▶ Extract to read:

Good Morning Everybody,

 

My name is Claudia.  This is the first time I am posting a thread here, but I have been reading this forum for months now.

 

I would greatly appreciate any advices/help on how to keep warm or set up 200 dinner plates for an off-site event I am having on February 15.  I have to add that I have done catering for 35-40 people, mostly buffet style, but not for 200 and not for a seated dinner.

 

For this particular event I am serving grilled chicken breasts topped w/rosemary and a lite butter sauce with herb rice and vegetables medley.

 

The event starts at 6 pm but I have to be at the site at 3 pm for set up, as my store is 45 miles away from the event's place.  From 6pm to 7 pm they are going to have a buffet style hors d'oeuvres.

▶ Job 1: Turn the records, from their first line through the line containing "573, 289, 719, 333", into a JSON list of strings with one string per line, leaving out blank lines.

▶ Data lines:
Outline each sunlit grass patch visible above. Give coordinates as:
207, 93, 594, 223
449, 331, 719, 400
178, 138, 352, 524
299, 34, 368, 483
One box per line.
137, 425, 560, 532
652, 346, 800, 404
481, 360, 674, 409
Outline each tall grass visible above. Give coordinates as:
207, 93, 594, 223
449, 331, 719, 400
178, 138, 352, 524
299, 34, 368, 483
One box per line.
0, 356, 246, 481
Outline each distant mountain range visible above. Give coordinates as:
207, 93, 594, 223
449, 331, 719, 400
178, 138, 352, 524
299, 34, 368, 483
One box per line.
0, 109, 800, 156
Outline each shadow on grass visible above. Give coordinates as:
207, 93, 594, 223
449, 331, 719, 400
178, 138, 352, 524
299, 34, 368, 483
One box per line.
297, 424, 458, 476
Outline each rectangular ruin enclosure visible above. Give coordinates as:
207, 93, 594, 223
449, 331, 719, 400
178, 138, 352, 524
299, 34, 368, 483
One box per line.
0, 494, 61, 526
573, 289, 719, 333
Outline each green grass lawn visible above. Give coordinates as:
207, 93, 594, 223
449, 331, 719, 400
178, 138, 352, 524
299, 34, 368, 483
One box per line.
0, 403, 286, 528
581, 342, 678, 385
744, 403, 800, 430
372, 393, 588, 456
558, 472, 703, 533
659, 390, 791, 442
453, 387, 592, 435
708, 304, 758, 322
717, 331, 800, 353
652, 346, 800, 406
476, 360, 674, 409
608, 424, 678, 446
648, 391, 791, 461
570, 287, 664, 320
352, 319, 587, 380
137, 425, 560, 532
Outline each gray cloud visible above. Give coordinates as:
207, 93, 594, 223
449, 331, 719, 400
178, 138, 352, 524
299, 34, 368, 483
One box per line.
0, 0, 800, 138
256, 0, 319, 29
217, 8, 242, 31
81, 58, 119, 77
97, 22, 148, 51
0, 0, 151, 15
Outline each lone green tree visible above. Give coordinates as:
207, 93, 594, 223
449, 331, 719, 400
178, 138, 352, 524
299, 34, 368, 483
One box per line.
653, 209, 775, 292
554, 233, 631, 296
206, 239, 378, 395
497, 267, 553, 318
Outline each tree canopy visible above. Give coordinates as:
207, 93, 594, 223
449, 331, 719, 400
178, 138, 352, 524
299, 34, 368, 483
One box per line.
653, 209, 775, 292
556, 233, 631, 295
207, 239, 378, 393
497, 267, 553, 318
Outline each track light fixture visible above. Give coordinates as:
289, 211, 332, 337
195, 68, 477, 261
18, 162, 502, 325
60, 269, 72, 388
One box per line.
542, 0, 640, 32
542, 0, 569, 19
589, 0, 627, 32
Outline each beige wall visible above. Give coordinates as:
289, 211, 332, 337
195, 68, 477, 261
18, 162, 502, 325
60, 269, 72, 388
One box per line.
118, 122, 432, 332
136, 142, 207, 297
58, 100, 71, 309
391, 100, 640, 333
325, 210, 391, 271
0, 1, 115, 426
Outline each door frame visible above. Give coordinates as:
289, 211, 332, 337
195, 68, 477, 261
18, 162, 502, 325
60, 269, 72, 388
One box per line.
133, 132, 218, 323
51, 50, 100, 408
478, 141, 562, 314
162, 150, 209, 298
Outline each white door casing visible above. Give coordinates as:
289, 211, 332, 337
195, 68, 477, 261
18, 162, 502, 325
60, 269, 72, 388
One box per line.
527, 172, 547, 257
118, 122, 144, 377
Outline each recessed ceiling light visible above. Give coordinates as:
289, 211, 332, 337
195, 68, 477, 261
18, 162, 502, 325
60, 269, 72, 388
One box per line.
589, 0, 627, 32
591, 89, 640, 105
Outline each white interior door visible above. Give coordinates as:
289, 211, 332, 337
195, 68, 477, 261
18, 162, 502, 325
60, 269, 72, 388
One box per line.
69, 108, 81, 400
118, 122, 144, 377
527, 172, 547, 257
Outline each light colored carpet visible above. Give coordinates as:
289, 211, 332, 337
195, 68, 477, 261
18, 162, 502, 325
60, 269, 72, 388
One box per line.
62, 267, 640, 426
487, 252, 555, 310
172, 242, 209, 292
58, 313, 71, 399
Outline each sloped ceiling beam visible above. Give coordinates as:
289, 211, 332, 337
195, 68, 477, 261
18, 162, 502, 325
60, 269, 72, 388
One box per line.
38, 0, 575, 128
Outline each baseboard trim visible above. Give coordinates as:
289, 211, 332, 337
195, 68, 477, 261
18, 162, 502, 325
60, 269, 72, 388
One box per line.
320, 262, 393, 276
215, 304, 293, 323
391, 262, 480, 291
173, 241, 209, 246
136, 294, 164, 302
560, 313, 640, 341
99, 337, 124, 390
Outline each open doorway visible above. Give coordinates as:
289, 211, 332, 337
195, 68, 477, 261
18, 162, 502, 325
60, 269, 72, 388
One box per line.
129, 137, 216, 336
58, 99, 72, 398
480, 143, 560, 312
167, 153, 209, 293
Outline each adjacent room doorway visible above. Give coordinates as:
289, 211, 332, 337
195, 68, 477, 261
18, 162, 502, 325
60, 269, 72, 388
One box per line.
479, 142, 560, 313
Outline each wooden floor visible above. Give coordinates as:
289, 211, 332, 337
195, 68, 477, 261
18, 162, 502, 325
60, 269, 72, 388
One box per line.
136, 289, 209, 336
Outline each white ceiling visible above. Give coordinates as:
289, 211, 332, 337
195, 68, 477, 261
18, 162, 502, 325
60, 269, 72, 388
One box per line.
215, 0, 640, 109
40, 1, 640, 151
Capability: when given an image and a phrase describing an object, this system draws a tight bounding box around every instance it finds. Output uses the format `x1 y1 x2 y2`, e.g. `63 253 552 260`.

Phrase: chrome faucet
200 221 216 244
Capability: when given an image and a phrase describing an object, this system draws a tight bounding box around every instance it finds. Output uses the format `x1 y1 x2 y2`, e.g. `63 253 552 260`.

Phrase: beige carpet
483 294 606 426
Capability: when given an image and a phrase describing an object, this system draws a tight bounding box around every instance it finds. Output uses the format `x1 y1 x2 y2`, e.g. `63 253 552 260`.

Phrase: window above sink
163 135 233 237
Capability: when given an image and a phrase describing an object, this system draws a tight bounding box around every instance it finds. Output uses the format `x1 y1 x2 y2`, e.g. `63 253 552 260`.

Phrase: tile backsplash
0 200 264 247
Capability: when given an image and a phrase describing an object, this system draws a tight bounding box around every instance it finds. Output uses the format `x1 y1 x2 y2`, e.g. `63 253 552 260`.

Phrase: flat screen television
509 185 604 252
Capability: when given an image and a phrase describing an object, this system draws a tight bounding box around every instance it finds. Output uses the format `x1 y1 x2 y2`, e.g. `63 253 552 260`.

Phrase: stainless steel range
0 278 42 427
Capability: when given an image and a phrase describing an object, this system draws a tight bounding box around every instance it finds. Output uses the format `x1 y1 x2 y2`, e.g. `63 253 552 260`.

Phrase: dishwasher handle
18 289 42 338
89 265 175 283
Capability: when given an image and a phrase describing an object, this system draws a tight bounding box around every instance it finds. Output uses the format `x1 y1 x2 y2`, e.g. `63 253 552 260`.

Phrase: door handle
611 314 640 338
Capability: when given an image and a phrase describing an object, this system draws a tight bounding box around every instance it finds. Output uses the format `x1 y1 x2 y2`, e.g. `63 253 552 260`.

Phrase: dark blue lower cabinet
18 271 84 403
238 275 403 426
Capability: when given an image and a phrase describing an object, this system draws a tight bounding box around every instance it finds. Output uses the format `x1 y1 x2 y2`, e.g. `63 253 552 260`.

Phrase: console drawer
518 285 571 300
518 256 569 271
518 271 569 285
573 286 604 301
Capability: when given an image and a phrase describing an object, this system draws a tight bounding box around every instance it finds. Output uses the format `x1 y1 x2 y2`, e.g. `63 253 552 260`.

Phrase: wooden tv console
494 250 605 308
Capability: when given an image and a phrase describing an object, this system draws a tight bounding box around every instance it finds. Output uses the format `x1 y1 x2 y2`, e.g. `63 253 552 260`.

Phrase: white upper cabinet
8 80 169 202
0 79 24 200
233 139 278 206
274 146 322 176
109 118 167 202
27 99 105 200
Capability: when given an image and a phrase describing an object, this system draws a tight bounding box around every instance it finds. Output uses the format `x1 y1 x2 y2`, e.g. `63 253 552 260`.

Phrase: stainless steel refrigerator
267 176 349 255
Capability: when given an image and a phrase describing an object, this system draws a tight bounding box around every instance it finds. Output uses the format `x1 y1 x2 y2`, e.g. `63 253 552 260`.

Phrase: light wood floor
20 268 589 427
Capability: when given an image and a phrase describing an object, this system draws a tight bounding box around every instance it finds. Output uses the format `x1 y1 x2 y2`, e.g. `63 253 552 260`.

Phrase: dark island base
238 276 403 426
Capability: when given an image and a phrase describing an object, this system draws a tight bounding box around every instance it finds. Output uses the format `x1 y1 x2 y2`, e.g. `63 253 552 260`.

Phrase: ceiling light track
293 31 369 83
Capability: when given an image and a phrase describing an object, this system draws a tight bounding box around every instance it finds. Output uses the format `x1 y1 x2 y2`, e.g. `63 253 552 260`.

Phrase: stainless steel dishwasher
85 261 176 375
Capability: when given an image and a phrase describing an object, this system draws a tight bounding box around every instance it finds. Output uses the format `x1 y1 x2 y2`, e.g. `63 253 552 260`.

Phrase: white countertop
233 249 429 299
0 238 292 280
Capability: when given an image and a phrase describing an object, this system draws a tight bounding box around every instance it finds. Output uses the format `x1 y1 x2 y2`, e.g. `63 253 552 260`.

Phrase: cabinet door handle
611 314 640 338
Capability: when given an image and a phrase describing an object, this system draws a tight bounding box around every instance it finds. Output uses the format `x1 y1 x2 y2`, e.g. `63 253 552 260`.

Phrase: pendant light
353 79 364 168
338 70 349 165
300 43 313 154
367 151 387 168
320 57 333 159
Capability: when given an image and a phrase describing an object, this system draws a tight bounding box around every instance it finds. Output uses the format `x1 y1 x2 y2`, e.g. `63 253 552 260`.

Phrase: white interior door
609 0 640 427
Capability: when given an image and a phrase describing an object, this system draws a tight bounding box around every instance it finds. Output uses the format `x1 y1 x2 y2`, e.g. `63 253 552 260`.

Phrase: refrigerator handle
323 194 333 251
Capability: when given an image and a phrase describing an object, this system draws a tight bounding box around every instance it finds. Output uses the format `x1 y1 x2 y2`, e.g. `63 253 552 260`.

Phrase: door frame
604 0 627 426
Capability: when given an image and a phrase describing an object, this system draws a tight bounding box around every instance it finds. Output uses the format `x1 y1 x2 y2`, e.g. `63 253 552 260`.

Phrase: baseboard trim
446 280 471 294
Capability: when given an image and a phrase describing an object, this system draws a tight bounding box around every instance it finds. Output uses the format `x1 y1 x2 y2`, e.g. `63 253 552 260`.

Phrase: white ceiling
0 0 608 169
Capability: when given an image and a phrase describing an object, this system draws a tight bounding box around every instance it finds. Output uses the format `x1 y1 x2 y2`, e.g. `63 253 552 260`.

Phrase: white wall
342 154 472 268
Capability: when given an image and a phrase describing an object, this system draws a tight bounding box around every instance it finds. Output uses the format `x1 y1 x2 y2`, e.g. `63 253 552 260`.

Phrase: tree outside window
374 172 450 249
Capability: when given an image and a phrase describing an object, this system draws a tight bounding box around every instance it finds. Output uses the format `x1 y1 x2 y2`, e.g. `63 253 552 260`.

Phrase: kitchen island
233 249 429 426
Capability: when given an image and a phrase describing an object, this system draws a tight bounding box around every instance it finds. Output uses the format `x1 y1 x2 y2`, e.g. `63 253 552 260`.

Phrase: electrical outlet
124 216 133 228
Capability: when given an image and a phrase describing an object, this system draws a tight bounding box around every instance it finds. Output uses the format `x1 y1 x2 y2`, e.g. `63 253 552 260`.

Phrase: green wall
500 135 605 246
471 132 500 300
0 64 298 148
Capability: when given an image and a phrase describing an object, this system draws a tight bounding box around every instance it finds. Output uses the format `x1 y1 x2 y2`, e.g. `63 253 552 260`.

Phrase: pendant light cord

▶ Job 2: List every clock time mentioned in the catering post.

▶ Exercise output 1:
[
  "Outline each sunlit grass patch visible above. Give coordinates as:",
  "207, 93, 594, 223",
  "449, 331, 719, 400",
  "178, 138, 352, 524",
  "299, 34, 368, 483",
  "One box per line.",
  "137, 425, 560, 532",
  "652, 346, 800, 404",
  "481, 360, 674, 409",
  "Outline each tall grass visible above. Give coordinates as:",
  "207, 93, 594, 223",
  "449, 331, 719, 400",
  "178, 138, 352, 524",
  "299, 34, 368, 483",
  "One box per line.",
  "0, 356, 246, 481",
  "Outline each distant mountain range visible above. Give coordinates as:",
  "207, 93, 594, 223",
  "449, 331, 719, 400",
  "178, 138, 352, 524",
  "299, 34, 368, 483",
  "One box per line.",
  "0, 109, 800, 156",
  "Outline each shadow on grass visible above. Give coordinates as:",
  "207, 93, 594, 223",
  "449, 331, 719, 400",
  "178, 138, 352, 524",
  "299, 34, 368, 483",
  "One box per line.",
  "297, 424, 458, 476",
  "Outline each rectangular ruin enclosure visible above. Give coordinates as:",
  "207, 93, 594, 223",
  "449, 331, 719, 400",
  "178, 138, 352, 524",
  "299, 34, 368, 483",
  "One box per line.",
  "0, 494, 61, 526",
  "573, 289, 719, 333"
]

▶ Exercise output 2:
3 pm
6 pm
7 pm